Work required: The answer must consist of every line below that contains the word "like".

Data excerpts:

⟨

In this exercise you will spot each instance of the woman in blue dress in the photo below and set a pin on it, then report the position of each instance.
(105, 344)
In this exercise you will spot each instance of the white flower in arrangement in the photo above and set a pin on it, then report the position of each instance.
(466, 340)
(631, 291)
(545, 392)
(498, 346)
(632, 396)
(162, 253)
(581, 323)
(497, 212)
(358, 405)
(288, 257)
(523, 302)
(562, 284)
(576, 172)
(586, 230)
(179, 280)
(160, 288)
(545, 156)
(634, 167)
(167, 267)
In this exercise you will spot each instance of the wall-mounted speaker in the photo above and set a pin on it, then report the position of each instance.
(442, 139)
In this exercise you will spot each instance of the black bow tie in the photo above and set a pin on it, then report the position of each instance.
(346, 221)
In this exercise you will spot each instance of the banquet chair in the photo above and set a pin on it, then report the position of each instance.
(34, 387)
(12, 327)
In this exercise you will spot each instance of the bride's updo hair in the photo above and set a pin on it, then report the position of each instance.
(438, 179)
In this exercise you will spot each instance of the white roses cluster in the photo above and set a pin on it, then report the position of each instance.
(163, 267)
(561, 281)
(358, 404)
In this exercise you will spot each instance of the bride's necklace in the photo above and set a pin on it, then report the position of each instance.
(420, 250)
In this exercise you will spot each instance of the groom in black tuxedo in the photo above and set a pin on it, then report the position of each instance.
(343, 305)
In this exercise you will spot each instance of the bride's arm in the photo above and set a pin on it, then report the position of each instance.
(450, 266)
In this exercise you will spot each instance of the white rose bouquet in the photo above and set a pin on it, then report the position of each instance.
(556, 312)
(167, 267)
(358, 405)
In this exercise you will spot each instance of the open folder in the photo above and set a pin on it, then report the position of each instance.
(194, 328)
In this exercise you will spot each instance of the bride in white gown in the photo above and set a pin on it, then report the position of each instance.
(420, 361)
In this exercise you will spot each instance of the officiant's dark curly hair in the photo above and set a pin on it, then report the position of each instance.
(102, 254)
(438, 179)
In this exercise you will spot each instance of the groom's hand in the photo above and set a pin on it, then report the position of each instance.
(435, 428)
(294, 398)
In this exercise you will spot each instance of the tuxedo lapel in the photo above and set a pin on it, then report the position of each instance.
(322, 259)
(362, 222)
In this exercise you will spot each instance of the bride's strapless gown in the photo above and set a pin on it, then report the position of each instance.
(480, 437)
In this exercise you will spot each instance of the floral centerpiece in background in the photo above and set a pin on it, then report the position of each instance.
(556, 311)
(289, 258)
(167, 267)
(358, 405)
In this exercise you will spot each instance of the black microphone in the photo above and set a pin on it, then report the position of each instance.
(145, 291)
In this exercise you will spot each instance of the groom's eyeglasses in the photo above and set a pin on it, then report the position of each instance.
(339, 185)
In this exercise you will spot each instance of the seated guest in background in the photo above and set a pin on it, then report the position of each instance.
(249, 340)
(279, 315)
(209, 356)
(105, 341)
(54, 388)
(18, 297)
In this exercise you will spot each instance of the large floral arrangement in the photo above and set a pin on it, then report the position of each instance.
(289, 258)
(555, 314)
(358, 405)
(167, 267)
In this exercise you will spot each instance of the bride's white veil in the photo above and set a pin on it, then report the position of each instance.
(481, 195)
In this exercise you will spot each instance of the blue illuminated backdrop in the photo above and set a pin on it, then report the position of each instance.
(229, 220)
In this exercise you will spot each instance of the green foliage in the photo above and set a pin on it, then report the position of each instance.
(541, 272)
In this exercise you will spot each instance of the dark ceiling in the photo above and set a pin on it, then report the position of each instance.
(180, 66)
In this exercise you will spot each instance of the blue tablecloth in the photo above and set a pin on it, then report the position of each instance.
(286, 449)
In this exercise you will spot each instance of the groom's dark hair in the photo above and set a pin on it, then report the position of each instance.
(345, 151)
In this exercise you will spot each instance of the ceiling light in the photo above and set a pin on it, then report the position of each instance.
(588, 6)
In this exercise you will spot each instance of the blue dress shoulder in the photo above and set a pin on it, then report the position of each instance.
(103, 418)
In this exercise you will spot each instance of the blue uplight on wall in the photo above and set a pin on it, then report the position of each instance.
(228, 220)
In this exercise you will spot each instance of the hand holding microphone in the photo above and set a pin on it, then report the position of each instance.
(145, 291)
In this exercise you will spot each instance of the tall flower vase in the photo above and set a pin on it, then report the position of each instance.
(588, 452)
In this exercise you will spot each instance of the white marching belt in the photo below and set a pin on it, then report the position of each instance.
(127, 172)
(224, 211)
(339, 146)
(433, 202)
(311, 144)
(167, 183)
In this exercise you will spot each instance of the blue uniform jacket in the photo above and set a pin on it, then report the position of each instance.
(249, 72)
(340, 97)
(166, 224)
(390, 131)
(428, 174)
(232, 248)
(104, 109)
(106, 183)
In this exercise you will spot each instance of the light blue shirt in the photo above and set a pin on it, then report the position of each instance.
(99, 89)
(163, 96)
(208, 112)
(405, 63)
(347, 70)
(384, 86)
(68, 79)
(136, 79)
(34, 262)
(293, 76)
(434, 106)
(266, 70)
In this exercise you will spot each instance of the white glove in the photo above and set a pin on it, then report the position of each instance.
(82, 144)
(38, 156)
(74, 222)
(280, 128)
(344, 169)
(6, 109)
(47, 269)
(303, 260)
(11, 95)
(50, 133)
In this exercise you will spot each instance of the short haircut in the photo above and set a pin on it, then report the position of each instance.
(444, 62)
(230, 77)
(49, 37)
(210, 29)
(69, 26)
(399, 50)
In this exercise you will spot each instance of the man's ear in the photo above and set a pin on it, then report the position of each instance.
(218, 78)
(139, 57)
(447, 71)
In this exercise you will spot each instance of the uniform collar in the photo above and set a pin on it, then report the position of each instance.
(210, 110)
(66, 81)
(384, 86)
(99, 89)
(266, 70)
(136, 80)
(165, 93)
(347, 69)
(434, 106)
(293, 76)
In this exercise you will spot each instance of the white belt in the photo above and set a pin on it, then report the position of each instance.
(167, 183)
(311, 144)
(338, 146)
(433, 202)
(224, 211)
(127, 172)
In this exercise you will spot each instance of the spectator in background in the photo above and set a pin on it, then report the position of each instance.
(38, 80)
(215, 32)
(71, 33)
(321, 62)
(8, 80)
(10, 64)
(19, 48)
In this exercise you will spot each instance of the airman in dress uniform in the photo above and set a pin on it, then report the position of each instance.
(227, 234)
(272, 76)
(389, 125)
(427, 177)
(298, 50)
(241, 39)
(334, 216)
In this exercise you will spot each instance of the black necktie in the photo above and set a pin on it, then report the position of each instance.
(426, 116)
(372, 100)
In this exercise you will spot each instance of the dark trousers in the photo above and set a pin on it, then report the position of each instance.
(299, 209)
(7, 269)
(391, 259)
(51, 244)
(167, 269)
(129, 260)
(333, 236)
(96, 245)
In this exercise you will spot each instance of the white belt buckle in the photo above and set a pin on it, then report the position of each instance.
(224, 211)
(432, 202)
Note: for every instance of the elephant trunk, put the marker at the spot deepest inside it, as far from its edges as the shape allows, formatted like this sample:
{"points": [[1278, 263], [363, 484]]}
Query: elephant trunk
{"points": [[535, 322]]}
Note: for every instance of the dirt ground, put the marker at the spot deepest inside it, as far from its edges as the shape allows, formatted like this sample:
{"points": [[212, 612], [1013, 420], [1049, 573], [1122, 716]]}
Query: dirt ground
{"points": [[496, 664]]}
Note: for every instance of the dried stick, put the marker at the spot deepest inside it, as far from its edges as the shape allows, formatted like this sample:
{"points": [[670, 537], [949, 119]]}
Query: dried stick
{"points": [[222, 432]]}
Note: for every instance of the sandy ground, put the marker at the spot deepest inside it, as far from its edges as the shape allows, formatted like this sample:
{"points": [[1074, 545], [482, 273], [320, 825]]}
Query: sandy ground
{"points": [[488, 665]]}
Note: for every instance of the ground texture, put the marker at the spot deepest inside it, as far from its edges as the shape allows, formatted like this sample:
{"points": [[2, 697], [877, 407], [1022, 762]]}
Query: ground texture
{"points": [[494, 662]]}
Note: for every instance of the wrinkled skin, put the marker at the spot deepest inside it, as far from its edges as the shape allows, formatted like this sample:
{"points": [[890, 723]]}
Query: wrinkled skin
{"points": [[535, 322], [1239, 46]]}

⟩

Exercise solution:
Note: for every instance of the elephant trunk, put the marker at the spot deepest inside it, as far from its edges as the shape allows, formatted like this sample:
Note: for every instance of the dirt ground, put the marker at the spot deepest inside it, as far from its edges as the shape allows, formatted like this sample:
Note: for every instance of the dried stick, put the marker at the spot deepest inside it, as far from its edges as the shape allows, formatted like this sample:
Note: for every instance of the sandy ground, put the marker at the spot deepest inside it, as far from its edges as the shape allows, formatted like this sample:
Note: for every instance of the ground texture, put the marker at the spot deepest inside it, as far from its edges as the shape allows, formatted like this sample:
Note: for every instance of the wrinkled skin, put the marker at the spot deepest inside it, as far from its edges as the shape allows, formatted like this sample:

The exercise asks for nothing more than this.